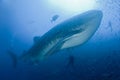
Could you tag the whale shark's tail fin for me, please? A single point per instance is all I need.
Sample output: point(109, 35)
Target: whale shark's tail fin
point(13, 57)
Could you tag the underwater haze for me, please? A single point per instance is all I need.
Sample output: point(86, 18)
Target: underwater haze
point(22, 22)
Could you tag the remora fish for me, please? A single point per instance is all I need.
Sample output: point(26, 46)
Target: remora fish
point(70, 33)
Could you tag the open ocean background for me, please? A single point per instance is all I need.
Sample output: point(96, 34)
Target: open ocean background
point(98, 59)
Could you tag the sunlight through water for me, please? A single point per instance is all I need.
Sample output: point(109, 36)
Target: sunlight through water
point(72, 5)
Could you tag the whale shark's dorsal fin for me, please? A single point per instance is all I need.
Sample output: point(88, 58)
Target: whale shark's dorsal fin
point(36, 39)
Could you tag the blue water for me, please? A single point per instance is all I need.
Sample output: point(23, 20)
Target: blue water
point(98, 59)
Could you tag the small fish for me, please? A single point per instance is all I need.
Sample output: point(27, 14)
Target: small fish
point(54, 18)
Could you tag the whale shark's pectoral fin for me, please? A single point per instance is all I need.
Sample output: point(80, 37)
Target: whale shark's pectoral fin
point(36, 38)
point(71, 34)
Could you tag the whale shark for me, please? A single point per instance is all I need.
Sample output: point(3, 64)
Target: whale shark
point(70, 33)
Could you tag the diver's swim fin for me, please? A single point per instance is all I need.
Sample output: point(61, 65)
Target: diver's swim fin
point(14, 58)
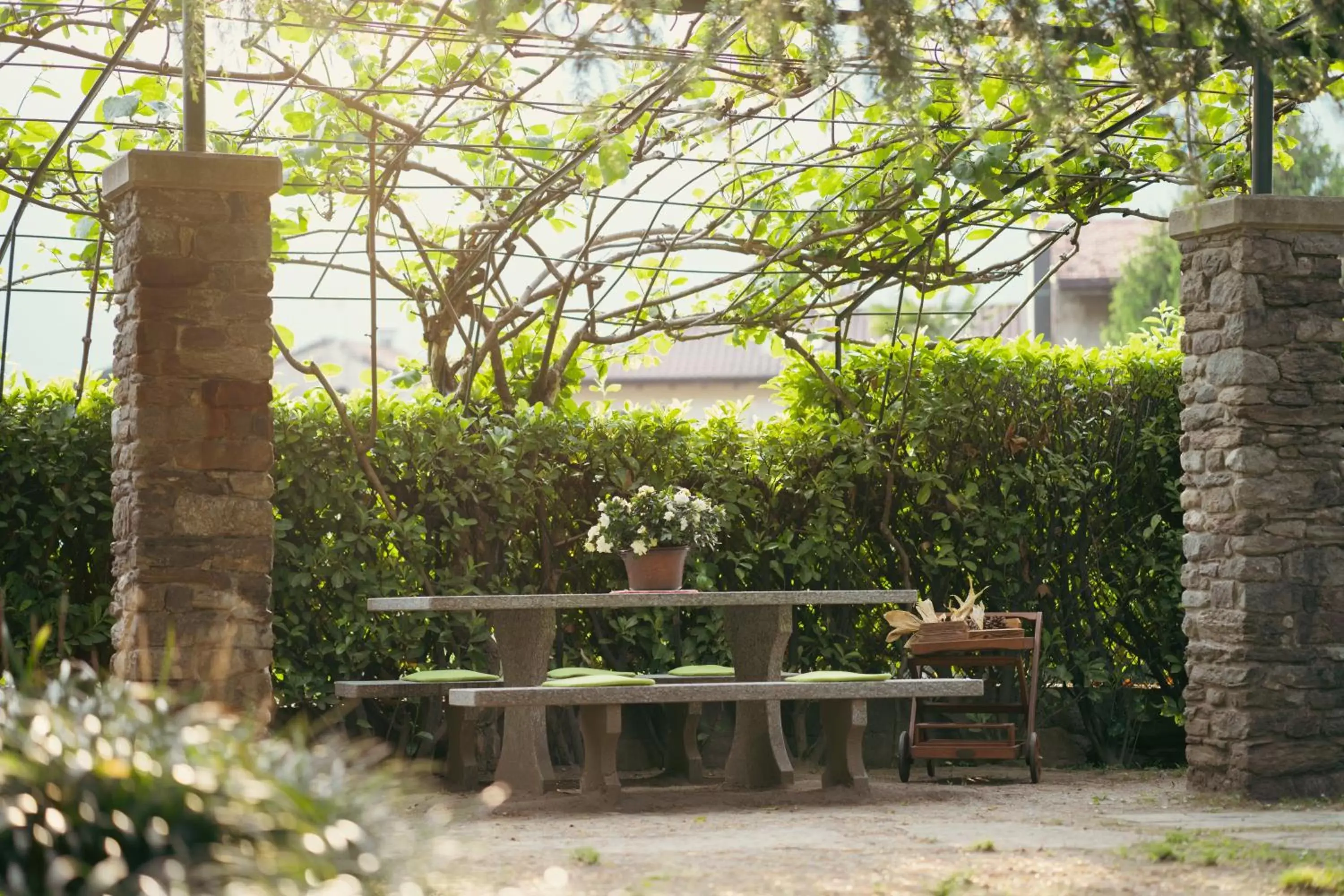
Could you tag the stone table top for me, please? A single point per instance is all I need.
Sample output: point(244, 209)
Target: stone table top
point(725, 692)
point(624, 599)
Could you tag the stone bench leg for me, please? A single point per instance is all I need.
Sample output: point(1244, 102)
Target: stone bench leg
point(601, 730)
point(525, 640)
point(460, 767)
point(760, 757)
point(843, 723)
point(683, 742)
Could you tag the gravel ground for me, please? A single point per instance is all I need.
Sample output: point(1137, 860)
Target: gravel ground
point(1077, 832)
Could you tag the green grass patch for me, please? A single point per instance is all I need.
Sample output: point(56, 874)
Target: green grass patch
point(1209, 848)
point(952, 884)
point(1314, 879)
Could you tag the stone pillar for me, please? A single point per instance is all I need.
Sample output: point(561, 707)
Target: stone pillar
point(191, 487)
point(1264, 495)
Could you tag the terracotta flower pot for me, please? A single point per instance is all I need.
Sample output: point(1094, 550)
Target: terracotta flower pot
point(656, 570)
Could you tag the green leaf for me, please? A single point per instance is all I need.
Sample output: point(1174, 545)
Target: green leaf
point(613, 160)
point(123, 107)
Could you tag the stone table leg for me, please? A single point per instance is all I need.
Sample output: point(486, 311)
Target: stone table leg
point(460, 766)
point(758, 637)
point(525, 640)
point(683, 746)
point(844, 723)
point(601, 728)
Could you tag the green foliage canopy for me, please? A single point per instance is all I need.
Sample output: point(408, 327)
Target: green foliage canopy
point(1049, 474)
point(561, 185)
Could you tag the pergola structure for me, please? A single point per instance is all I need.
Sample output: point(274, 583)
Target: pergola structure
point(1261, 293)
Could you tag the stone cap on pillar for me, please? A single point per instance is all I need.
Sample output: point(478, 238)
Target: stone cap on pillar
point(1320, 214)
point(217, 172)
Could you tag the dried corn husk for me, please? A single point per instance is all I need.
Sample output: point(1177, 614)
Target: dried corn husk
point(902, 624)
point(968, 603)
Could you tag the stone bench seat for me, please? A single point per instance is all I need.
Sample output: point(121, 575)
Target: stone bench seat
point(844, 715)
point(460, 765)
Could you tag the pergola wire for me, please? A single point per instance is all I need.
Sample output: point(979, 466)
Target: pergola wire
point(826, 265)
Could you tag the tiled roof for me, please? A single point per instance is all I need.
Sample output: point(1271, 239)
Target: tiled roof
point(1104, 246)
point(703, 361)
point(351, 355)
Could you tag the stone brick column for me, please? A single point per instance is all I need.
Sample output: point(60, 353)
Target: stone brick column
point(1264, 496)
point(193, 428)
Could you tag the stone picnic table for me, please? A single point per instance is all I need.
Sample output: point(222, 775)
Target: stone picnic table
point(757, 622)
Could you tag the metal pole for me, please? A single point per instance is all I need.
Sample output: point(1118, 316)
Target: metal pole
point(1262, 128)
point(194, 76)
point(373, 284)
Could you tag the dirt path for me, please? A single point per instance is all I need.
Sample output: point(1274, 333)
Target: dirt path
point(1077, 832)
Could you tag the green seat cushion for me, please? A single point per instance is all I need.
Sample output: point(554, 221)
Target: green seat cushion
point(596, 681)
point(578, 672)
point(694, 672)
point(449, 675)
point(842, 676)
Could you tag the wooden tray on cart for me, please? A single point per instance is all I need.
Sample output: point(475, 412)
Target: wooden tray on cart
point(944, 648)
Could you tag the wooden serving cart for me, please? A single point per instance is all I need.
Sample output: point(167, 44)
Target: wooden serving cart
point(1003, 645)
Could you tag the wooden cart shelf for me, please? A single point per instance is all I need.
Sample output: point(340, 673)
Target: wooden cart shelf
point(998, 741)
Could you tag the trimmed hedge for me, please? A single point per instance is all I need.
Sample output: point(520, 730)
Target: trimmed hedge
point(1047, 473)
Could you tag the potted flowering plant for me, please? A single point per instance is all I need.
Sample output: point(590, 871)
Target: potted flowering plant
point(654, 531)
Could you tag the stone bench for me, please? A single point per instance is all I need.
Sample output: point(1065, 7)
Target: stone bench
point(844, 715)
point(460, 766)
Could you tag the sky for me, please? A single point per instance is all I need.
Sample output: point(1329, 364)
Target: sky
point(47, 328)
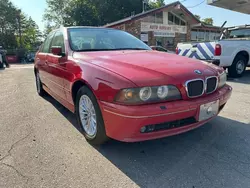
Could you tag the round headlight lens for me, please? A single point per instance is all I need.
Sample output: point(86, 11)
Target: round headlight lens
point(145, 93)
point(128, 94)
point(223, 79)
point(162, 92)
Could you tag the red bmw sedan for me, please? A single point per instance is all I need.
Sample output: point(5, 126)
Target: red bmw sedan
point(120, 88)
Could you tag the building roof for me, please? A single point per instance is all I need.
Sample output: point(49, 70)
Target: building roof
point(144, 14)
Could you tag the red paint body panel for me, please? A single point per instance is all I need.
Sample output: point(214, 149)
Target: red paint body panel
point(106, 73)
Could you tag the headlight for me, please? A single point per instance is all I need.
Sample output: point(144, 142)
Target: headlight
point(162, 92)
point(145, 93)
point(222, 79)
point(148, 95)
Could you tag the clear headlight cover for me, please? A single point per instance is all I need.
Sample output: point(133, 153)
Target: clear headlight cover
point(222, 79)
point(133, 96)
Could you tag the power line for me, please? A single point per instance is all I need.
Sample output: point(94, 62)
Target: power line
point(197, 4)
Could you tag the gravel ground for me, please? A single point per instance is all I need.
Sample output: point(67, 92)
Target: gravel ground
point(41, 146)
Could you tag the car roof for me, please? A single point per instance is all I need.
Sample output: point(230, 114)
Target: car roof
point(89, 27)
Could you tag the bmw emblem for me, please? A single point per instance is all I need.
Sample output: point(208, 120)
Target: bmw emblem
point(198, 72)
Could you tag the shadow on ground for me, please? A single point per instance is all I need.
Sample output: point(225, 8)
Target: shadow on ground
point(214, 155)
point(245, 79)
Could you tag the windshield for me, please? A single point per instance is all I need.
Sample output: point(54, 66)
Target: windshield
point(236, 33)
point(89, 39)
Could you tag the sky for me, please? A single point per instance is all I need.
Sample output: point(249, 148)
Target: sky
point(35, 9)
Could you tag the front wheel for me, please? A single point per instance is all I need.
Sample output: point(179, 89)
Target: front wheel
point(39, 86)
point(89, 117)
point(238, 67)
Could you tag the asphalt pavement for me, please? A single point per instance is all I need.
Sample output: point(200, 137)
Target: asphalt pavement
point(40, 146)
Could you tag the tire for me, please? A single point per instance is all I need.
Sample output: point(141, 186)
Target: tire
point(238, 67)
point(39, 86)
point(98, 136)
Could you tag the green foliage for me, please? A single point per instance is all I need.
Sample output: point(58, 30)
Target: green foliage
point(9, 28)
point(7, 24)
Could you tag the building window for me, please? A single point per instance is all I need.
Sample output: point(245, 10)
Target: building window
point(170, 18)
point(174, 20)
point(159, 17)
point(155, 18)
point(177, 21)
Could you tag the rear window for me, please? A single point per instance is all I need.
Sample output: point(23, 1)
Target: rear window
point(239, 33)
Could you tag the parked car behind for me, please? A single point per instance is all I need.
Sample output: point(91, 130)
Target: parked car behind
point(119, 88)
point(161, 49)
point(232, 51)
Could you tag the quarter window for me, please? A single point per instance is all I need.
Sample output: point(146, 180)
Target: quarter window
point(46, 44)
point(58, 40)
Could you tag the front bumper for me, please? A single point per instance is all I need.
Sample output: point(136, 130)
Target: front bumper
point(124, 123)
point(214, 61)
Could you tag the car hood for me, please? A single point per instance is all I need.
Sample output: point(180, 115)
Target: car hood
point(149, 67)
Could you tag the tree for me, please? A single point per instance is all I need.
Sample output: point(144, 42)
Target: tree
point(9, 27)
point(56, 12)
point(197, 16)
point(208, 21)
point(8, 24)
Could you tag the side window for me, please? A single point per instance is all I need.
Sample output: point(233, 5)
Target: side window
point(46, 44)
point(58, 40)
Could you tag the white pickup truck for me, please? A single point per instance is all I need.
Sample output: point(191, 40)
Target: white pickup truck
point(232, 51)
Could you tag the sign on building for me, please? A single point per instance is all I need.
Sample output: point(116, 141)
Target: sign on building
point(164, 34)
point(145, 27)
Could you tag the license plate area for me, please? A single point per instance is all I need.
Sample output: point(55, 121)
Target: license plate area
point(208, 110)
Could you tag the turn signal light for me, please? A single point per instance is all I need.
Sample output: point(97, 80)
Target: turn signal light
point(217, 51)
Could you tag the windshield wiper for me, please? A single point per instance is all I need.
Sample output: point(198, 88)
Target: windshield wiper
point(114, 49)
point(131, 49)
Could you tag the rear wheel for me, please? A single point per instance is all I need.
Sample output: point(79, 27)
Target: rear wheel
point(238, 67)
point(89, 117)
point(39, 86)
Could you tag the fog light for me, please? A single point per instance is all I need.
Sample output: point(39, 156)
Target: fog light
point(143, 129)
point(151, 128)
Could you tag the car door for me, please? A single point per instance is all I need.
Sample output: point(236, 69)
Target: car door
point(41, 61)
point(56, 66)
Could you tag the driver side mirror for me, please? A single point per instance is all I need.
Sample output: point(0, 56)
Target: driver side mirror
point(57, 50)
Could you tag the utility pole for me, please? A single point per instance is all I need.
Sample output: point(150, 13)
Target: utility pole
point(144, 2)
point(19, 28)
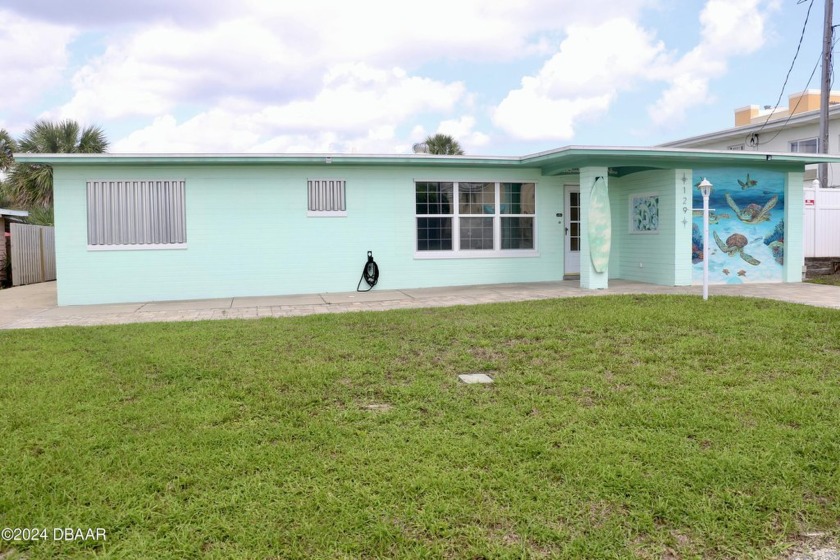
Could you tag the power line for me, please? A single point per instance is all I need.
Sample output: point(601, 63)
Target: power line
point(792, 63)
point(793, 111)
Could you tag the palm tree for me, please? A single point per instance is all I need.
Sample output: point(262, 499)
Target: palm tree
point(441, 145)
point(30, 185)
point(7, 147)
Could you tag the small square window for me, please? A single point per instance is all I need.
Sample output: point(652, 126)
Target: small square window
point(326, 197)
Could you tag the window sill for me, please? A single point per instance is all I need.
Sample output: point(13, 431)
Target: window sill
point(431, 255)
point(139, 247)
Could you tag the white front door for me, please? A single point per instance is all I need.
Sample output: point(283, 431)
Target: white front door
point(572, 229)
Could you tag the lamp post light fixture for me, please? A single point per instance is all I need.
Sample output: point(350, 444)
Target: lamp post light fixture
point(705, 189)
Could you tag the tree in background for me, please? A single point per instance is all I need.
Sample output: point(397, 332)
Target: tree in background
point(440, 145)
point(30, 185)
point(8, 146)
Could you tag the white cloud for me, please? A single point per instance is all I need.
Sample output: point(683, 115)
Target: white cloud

------------------------------------------------

# [BRIEF]
Express the records from the line with "Could you tag the green foliage for" up to and including the line with "point(239, 33)" as a two-column CSV headed text and answer. Give one row per record, with each field in quotation marks and every line break replaced by a space.

# [ANSWER]
text,answer
"Could you tag the green foliage for me, please? A single point per instance is all I need. Sample output: point(58, 30) Target: green foliage","point(9, 28) point(7, 24)"
"Could you tag the building window for me, please? A single point per instance is all I need. Sample output: point(245, 10) Target: building window","point(170, 18) point(174, 20) point(159, 17) point(155, 18) point(177, 21)"
"Could you tag the rear window for me, please? A single point per instance is all I need. Sample output: point(23, 1) Target: rear window","point(239, 33)"